Text under study:
===

The Legend of the Black Swan depicted on ten large panels in 1956, was the fourth in a series directly inspired by Aboriginal art and legend. The story itself was recounted by the Euahlayi people of New South Wales to K. Langloh Parker towards the end of the 19th century and first published as Australian Legendary Tales in London in 1896, republished by Angus & Robertson, Sydney, in 1953. The Durack panels were originally displayed on pillars within the staff dining room of the Sir Charles Gairdner Hospital, Perth and later transferred to walls near the main reception area of the hospital where they can be seen today.
In style and essence The Legend of the Black Swan follows the series: The Cord to Altcheringa (1953), Chant for Kurdaitcha (1954) and Love Magic (1954).
Here again Elizabeth Durack has created works, striking in drama and design, that combine an essence of Aboriginality within her own distinctive style. As with the earlier works, The Legend of the Black Swan panels are an authentic artistic embodiment of two worlds.
A summary of The Legend of the Black Swan follows:
This Australian legend has many parallels, with variations, around the world. It tells the story of how white water birds with grey beaks were transformed into black swans with red beaks. It is a story that has been told and retold over many generations and, in the retelling, it varies slightly each time.
The visual depictions of The Legend of the Black Swan highlight some of the more dramatic parts of a story that starts out in —
1 The Land in the West
The Land in the West was a large dry plain inhabited only by powerful women. Night and darkness, fire and death, men and animals did not exist in this land. The women of the west spent their time spinning human hair and making beautiful strong weapons.

===

Data excerpts:
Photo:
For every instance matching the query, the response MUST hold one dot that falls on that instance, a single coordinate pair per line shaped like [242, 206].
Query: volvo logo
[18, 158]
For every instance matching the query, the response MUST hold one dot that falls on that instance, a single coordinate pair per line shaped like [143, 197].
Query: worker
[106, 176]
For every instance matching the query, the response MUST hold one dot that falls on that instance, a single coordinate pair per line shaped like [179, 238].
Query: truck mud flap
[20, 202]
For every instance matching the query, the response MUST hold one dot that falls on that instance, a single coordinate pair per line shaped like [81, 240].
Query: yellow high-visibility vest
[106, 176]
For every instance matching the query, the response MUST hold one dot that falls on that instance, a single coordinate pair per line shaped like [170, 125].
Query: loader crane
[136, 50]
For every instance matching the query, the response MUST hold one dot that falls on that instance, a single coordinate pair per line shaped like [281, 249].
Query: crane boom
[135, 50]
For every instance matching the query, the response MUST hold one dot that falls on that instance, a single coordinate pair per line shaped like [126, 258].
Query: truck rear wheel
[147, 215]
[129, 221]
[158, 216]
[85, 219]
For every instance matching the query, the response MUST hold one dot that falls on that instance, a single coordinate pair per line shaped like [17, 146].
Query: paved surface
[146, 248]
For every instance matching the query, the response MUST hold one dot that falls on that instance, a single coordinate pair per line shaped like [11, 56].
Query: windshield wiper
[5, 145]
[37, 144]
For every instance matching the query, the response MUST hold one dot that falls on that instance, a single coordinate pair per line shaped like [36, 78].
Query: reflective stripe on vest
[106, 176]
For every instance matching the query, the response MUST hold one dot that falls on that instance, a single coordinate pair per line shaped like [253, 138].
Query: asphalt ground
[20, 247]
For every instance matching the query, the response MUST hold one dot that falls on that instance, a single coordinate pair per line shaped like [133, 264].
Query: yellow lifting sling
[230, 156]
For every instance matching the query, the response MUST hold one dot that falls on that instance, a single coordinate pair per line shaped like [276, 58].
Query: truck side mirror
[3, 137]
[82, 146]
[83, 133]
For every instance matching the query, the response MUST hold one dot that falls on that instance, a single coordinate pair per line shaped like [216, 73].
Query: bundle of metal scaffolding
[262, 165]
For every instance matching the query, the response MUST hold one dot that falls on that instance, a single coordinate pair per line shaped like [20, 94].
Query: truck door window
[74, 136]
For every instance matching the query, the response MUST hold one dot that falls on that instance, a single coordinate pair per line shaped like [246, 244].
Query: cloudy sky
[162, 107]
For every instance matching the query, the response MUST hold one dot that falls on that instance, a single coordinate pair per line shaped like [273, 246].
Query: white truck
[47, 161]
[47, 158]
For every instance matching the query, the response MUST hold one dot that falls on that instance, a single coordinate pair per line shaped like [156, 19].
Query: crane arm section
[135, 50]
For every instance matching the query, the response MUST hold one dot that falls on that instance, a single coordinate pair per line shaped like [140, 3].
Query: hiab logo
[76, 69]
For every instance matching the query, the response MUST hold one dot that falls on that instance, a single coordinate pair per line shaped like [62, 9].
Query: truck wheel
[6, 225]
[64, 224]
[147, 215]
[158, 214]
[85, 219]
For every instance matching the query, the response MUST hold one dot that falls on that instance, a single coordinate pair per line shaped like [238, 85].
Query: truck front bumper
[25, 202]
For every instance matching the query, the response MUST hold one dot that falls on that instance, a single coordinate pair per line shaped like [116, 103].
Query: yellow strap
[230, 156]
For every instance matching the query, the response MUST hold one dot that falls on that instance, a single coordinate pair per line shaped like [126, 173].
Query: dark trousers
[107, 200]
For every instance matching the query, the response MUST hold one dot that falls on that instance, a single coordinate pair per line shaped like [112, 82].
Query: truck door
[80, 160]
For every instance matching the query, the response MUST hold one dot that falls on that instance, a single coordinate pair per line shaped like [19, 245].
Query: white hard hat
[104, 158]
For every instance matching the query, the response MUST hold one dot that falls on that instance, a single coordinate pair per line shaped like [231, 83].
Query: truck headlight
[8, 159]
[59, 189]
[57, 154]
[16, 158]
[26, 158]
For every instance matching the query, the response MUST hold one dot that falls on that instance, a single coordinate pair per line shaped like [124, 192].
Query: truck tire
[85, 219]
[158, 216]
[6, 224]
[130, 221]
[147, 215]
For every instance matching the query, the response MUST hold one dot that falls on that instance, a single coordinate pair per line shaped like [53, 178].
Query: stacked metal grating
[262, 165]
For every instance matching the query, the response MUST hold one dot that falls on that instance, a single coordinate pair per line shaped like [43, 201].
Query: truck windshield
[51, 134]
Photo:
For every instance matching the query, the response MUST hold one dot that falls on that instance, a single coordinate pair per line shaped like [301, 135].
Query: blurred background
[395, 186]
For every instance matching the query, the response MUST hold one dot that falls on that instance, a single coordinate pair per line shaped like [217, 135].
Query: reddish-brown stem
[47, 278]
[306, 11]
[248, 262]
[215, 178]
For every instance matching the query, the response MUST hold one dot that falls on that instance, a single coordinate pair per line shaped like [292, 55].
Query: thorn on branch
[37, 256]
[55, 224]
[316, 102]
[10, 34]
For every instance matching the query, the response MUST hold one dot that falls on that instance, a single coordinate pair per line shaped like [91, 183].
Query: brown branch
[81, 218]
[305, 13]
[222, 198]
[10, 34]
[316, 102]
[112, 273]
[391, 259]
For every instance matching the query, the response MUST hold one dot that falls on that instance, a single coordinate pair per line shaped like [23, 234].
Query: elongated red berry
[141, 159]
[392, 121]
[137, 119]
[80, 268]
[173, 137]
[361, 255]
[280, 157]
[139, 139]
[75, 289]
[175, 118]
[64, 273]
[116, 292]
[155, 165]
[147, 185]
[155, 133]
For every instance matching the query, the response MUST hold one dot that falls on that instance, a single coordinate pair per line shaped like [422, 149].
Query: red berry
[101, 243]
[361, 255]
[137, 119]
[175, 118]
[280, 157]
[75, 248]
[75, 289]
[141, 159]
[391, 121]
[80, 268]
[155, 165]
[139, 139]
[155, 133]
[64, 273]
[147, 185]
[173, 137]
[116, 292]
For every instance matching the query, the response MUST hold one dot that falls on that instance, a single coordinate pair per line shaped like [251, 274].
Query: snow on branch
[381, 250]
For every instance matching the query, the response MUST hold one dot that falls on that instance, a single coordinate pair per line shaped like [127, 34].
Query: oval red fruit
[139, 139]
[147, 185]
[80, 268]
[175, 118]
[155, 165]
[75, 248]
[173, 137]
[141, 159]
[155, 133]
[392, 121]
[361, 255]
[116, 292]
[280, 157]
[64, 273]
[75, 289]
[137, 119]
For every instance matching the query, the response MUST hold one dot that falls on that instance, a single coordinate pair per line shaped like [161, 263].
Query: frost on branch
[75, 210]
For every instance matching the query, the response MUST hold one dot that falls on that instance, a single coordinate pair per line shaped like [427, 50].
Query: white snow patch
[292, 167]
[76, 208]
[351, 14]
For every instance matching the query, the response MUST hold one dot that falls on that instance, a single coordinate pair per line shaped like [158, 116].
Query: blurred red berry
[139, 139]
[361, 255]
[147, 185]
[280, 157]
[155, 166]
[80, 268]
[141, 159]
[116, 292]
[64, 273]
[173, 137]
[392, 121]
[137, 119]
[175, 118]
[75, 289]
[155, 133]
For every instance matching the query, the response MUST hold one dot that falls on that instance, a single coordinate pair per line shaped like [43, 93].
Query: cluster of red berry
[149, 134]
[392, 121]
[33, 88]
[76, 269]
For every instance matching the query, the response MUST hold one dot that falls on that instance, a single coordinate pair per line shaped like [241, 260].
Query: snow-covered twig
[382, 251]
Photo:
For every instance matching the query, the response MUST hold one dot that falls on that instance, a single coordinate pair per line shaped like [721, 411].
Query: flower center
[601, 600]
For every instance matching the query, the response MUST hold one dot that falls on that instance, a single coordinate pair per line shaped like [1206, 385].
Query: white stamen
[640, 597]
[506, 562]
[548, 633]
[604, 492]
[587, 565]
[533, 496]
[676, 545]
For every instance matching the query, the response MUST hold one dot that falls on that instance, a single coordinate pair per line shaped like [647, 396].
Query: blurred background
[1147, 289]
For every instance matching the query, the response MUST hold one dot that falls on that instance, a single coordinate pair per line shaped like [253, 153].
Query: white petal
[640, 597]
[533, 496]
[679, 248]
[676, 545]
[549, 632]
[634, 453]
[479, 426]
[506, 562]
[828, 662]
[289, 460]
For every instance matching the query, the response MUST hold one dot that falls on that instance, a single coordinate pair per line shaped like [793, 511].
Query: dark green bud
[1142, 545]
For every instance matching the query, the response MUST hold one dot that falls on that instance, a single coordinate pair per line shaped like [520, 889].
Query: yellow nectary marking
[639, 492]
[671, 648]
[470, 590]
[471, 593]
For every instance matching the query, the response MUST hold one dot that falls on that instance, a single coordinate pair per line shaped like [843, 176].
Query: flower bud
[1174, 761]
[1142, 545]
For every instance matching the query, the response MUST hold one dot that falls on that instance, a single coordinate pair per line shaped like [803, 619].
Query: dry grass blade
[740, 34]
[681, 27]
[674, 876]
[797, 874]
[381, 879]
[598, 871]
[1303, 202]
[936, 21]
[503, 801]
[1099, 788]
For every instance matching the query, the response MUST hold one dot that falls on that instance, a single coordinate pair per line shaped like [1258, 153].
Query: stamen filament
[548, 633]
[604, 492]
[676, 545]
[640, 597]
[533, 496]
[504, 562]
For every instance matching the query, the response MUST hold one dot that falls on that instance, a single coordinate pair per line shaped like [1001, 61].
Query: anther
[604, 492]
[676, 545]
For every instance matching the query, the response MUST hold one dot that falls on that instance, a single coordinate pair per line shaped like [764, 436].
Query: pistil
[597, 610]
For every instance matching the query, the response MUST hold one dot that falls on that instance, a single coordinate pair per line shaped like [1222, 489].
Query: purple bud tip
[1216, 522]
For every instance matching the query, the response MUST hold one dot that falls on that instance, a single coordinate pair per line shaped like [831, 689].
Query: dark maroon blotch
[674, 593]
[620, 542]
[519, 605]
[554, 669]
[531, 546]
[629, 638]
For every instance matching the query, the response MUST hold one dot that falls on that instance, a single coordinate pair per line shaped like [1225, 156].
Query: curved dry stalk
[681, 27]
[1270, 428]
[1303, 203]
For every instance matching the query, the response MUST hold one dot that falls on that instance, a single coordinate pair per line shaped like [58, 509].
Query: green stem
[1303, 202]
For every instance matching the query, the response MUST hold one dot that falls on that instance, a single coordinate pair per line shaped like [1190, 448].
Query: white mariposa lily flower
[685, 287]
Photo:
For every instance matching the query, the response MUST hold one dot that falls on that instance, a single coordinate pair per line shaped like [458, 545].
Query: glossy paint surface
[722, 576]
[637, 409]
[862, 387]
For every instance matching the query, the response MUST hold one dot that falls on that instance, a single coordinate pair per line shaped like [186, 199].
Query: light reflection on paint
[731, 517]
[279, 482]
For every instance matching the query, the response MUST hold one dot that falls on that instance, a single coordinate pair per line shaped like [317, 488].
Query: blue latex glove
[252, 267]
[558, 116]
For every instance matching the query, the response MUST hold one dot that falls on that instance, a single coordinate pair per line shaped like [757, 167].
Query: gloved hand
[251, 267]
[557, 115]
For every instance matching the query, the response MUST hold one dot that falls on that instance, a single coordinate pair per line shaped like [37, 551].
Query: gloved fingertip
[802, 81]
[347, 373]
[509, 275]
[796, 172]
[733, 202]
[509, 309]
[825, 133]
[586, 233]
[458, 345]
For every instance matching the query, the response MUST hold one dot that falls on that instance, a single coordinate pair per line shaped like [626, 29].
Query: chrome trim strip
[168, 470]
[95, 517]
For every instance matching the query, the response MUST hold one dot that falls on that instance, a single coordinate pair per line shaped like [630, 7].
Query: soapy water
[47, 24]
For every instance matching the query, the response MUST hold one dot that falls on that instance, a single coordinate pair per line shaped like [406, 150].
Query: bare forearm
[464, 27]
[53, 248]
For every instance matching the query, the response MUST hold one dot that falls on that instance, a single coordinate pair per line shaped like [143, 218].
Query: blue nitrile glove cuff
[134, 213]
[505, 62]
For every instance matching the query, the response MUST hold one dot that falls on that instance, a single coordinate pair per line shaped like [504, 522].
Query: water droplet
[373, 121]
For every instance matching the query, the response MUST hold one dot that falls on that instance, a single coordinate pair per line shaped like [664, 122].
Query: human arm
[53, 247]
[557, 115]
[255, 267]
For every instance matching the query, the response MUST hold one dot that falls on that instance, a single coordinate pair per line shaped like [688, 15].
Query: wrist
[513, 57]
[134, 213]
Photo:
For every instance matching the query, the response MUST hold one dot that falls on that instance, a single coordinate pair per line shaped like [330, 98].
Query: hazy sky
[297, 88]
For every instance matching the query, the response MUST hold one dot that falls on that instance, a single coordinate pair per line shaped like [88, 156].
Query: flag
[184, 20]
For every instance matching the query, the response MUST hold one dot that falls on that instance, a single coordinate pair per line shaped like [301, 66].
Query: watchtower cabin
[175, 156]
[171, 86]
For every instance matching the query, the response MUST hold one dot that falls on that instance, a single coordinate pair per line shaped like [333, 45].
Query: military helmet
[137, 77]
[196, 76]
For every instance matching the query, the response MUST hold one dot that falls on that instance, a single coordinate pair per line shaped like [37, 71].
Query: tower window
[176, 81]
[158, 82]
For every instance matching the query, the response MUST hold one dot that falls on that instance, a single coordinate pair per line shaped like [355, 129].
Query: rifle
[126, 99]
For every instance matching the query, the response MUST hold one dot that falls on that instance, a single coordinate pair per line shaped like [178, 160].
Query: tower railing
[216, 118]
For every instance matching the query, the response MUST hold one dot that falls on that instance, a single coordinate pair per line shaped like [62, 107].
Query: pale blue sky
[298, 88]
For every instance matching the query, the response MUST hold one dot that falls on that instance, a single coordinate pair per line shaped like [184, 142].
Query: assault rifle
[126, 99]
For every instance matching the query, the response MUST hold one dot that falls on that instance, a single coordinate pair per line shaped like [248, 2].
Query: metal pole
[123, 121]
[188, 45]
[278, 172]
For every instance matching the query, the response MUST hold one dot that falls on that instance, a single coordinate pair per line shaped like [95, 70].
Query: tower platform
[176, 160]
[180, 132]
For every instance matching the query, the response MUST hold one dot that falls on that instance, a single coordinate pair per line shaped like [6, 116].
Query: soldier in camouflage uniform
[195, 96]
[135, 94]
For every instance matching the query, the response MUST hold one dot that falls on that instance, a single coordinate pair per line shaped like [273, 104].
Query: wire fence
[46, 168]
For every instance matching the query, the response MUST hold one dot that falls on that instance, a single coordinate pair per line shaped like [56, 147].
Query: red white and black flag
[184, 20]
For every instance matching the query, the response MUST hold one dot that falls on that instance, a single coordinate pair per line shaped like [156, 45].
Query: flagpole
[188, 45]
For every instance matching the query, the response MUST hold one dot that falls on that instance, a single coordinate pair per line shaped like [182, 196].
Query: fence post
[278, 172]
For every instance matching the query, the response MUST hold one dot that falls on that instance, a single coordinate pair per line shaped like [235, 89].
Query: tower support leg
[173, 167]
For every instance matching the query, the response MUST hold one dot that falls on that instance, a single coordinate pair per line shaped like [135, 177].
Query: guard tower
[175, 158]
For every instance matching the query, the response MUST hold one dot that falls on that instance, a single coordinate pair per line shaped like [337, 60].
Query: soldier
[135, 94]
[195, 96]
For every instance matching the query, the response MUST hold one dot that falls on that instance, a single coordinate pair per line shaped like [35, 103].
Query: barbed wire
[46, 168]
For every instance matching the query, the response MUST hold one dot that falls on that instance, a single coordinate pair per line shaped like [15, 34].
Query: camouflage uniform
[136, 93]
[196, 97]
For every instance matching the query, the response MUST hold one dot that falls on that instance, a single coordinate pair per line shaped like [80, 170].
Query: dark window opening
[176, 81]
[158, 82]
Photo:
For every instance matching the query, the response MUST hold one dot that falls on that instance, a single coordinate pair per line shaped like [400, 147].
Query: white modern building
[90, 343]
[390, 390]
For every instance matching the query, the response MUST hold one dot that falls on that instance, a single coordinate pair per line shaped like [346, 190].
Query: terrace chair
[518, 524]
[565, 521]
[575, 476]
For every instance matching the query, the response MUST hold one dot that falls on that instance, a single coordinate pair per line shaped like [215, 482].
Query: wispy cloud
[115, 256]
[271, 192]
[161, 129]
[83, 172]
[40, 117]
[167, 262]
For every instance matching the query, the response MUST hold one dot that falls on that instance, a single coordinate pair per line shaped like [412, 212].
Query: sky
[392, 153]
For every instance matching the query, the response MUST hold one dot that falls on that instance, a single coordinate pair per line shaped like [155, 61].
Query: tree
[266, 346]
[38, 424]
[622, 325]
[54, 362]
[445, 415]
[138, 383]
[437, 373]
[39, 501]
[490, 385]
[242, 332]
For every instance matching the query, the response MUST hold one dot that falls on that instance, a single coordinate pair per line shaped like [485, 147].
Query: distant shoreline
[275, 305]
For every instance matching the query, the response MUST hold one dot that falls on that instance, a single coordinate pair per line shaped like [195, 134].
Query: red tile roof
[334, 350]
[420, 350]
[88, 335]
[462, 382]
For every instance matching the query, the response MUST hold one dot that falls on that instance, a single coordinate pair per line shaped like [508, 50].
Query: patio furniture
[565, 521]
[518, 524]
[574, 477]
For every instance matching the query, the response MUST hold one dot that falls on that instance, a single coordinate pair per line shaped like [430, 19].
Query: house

===

Exercise tasks:
#1 Revise the text on the Black Swan panels, starting at "In style and" and ending at "Love Magic (1954).", replacing "follows" with "continues".
#2 According to the text on the Black Swan panels, which people recounted the story to K. Langloh Parker?
The rows aren't needed for this work.

Expected results:
#1
In style and essence The Legend of the Black Swan continues the series: The Cord to Altcheringa (1953), Chant for Kurdaitcha (1954) and Love Magic (1954).

#2 The Euahlayi people of New South Wales.